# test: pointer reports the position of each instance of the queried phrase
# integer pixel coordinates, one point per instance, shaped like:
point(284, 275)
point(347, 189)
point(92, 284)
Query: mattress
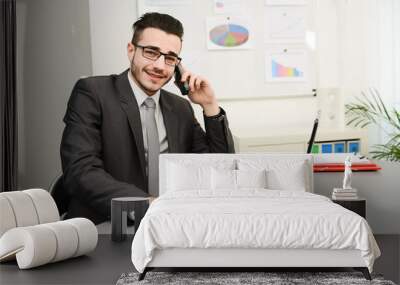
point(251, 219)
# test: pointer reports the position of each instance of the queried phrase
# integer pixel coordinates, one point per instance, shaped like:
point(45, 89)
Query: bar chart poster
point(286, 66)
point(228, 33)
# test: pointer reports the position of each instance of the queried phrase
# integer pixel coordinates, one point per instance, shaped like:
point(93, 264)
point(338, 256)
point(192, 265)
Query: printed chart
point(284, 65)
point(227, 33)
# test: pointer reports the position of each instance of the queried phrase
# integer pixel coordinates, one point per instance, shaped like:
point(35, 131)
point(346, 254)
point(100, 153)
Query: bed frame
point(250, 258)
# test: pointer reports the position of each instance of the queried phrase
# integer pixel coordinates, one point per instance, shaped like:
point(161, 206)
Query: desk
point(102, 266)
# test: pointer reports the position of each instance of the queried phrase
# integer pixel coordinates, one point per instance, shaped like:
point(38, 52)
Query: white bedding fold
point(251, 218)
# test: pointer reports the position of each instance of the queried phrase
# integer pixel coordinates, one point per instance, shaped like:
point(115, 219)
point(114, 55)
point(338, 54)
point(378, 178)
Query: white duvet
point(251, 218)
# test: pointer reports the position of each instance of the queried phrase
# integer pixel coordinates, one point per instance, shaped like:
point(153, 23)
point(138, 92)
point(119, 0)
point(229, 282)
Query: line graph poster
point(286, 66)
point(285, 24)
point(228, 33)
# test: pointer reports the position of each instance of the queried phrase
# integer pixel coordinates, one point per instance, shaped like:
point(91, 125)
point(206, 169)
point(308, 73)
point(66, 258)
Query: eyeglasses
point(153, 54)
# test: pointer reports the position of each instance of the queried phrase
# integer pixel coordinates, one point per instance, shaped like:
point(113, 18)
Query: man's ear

=== YOUR TASK ===
Rewrite every line of the entries above as a single numbered list, omitting blank lines and leaving out the pictures.

=== ANSWER IN FULL ===
1. # test: pointer reports the position of each instance of the queried phrase
2. # integer pixel coordinates, one point per instance, shaped like:
3. point(284, 275)
4. point(347, 189)
5. point(92, 284)
6. Query: mattress
7. point(251, 219)
8. # test: pointer reports the position of each instance of the queried phrase
9. # integer pixel coordinates, one point per instance, shaped like:
10. point(45, 89)
11. Query: bar chart poster
12. point(286, 66)
13. point(228, 33)
14. # test: pointer reports the position of each instance of the queried phrase
15. # integer pixel coordinates, one point per instance, shaped like:
16. point(93, 264)
17. point(338, 256)
18. point(192, 265)
19. Query: printed chart
20. point(284, 65)
21. point(227, 33)
22. # test: pointer reports the position of each instance of the queried phrase
23. # integer pixel coordinates, one point per instance, shaped like:
24. point(35, 131)
25. point(346, 254)
26. point(100, 153)
27. Query: bed frame
28. point(250, 258)
29. # test: pointer reports the position of each instance of the queried phrase
30. # integer pixel coordinates, one point per instance, shaped like:
31. point(161, 206)
32. Query: desk
33. point(102, 266)
34. # test: pointer reports the position of each instance of the queried phrase
35. # integer pixel coordinates, one point per instance, shaped like:
36. point(38, 52)
37. Query: white bedding fold
38. point(251, 218)
39. # test: pointer reports the position of each instance of the queried phrase
40. # integer pixel coordinates, one point per instance, shaped like:
41. point(115, 219)
42. point(114, 55)
43. point(338, 54)
44. point(378, 178)
45. Query: white duvet
46. point(251, 218)
47. # test: pointer reports the position of each instance of the queried phrase
48. # integer pixel coordinates, one point per instance, shaped like:
49. point(153, 23)
50. point(138, 92)
51. point(119, 0)
52. point(229, 282)
53. Query: line graph poster
54. point(286, 66)
55. point(285, 24)
56. point(228, 33)
57. # test: pointer reports the position of each instance of the queried phrase
58. # integer pixel coordinates, one point per instance, shaped like:
59. point(91, 125)
60. point(206, 169)
61. point(308, 73)
62. point(66, 258)
63. Query: eyeglasses
64. point(153, 54)
65. # test: pointer reports the position of each instance of the queried phrase
66. # integer pixel coordinates, one point per instance, shaped like:
67. point(113, 18)
68. Query: man's ear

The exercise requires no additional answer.